(TASK GOAL) Find every line of the items below that contains the string "chimney", and copy each of those lines in full.

(Dataset excerpt)
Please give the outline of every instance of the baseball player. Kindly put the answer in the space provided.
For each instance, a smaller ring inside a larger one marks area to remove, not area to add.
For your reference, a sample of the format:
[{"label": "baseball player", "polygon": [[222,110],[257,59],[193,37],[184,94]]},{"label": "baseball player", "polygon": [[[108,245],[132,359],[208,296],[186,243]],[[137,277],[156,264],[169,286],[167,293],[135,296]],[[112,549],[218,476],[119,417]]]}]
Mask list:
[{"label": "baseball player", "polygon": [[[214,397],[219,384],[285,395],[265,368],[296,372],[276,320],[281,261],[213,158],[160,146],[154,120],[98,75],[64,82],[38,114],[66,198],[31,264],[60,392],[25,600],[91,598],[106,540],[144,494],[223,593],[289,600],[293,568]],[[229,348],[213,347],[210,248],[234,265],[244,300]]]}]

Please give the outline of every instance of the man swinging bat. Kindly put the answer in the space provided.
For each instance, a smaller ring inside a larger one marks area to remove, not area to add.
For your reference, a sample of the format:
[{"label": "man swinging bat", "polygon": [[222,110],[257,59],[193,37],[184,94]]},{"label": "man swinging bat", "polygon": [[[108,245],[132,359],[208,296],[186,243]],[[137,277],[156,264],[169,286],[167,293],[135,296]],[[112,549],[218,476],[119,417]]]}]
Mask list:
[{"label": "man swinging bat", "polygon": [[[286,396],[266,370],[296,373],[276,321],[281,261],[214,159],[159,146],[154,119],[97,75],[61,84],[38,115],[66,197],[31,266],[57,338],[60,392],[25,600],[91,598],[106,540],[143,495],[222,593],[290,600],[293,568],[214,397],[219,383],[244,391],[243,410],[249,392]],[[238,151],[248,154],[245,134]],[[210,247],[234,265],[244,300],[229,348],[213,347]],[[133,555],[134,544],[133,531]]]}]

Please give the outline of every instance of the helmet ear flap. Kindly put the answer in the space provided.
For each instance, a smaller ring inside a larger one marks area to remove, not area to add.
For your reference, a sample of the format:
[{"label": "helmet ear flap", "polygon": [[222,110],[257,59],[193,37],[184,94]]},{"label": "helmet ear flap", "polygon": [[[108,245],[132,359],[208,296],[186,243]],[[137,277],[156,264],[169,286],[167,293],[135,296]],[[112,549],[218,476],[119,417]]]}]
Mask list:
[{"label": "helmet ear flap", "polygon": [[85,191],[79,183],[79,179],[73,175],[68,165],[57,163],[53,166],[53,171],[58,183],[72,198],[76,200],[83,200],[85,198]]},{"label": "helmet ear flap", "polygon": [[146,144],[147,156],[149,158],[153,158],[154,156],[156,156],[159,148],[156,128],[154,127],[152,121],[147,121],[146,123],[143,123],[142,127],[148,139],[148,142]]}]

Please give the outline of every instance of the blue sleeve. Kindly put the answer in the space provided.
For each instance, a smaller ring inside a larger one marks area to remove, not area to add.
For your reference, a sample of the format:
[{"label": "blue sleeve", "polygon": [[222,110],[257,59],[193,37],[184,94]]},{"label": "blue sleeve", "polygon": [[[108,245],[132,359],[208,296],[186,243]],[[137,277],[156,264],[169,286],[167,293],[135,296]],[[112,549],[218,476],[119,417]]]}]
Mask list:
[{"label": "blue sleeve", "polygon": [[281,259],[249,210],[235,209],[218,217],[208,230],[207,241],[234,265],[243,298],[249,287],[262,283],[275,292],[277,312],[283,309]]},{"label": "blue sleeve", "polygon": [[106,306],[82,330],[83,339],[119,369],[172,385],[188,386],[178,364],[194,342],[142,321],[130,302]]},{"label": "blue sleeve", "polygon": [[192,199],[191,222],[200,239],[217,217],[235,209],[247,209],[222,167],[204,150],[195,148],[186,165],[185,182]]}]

==

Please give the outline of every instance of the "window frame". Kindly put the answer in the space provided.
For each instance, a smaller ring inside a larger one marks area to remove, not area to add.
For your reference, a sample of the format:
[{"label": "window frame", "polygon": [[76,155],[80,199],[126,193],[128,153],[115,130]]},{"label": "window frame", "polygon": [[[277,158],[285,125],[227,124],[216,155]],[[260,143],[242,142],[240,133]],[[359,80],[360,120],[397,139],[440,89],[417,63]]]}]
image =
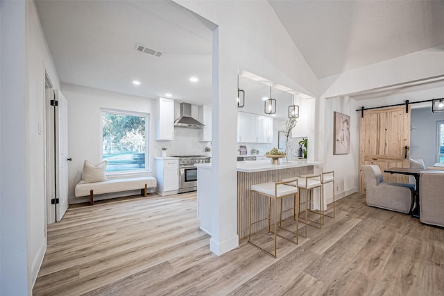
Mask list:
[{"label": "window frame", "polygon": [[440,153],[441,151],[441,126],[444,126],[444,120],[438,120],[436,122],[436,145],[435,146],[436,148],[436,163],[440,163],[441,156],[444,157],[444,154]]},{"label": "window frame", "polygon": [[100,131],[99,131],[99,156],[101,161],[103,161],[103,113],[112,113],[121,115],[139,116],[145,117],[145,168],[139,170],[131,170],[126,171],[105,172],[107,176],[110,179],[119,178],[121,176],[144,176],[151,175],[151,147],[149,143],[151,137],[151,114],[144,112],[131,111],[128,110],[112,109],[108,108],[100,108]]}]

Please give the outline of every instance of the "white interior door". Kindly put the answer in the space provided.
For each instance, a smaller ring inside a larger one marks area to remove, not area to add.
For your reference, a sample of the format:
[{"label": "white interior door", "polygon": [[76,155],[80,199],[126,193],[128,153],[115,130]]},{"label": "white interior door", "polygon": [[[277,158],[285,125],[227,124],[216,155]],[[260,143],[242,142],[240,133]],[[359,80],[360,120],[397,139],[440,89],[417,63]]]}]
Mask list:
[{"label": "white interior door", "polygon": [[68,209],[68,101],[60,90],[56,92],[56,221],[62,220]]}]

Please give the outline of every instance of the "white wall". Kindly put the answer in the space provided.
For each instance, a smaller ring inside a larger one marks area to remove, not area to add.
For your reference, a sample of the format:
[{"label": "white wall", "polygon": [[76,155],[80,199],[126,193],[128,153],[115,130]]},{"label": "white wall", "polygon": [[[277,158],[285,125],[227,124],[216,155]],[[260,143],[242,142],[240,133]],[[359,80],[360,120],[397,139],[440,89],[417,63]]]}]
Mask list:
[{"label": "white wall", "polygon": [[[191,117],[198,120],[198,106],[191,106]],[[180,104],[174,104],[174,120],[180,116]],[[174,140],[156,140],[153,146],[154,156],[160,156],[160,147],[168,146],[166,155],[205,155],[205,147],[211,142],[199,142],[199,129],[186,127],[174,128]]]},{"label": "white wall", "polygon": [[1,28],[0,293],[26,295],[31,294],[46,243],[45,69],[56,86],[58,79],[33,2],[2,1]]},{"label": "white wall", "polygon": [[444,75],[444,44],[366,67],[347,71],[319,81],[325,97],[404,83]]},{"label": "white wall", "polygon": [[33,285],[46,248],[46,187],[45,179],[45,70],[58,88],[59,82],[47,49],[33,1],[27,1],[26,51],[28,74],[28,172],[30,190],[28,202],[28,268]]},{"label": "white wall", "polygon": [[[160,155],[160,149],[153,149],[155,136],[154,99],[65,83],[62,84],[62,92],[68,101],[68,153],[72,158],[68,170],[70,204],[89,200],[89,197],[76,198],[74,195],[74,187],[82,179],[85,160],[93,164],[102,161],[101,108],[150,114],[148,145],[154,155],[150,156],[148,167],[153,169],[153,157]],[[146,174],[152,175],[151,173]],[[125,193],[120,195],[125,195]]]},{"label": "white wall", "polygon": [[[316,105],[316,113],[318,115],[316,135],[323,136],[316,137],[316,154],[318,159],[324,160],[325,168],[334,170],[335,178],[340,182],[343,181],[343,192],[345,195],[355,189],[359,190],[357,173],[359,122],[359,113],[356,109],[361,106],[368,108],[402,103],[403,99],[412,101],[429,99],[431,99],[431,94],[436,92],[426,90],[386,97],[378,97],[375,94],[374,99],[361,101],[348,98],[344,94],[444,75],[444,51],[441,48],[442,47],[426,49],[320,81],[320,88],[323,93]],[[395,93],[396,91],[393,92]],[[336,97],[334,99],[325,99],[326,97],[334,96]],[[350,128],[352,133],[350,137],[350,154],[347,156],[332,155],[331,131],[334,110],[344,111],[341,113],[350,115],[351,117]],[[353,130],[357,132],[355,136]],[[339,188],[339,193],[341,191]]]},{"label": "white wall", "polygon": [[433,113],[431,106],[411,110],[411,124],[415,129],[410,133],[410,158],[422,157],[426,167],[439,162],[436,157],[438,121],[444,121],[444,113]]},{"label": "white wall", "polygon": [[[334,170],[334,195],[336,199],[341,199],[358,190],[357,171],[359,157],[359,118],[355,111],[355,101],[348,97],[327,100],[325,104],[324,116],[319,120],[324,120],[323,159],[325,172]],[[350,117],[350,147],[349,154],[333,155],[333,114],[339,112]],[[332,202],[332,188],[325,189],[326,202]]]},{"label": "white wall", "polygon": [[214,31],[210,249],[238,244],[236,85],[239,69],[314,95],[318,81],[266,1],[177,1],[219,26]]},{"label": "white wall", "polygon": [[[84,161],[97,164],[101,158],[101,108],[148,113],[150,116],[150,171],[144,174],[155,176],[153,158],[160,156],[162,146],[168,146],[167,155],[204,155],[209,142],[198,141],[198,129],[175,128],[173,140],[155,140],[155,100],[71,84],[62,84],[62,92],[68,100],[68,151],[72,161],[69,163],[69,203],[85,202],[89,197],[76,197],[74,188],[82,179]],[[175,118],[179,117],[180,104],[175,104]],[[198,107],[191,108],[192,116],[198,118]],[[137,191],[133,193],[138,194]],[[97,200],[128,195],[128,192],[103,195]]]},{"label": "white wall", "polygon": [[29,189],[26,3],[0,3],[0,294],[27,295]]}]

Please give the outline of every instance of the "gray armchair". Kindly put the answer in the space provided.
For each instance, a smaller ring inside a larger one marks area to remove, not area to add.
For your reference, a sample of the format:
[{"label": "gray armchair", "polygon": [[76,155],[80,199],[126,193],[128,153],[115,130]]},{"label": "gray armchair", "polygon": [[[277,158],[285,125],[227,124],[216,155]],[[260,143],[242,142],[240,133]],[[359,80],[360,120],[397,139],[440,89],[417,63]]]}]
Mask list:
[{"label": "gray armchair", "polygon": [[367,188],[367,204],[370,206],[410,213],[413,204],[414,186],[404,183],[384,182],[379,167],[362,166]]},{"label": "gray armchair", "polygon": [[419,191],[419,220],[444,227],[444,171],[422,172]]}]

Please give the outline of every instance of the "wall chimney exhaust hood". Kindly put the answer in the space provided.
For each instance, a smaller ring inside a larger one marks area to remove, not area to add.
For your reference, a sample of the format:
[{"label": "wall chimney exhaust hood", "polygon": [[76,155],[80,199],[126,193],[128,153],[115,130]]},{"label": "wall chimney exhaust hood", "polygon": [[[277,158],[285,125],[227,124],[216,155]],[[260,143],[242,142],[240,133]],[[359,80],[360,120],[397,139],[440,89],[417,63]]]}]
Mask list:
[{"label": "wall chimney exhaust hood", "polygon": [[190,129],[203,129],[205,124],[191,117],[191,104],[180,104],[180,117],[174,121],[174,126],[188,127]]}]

--

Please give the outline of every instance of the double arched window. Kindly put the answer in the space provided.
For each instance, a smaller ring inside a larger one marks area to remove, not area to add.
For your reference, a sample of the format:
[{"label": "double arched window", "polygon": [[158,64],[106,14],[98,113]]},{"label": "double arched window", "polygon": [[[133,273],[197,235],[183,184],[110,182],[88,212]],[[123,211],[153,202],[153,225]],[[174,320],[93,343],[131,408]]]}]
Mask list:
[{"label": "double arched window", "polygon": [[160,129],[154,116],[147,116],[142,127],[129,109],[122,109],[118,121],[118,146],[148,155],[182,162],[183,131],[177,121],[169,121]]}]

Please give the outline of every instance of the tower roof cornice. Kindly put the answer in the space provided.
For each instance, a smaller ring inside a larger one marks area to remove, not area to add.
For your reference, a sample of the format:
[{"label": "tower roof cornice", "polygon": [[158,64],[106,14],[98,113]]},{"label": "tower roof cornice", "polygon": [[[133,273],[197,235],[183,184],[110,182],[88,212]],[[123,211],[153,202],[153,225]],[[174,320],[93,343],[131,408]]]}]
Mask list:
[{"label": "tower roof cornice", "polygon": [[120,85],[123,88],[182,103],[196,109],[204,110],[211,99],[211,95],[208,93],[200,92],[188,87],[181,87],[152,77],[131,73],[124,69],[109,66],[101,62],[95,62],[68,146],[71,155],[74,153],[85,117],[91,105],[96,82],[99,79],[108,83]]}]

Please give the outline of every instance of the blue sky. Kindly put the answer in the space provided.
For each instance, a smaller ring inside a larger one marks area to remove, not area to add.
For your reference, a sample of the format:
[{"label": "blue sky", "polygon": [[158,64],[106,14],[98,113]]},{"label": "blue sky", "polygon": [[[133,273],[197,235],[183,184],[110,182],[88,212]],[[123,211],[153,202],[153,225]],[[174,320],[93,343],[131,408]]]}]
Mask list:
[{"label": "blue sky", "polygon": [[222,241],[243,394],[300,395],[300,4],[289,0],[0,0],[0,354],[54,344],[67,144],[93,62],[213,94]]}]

(WRITTEN REPLY)
Please give the outline of every instance of the "wall chimney exhaust hood". Kindly put the answer in the space provided.
[{"label": "wall chimney exhaust hood", "polygon": [[76,155],[80,199],[126,193],[128,153],[115,130]]},{"label": "wall chimney exhaust hood", "polygon": [[[277,158],[285,125],[227,124],[216,155]],[[260,143],[242,142],[240,133]],[[359,80],[360,120],[397,139],[440,89],[417,63]]]}]
[{"label": "wall chimney exhaust hood", "polygon": [[190,129],[203,129],[205,124],[191,117],[191,104],[180,104],[180,117],[174,121],[174,126],[188,127]]}]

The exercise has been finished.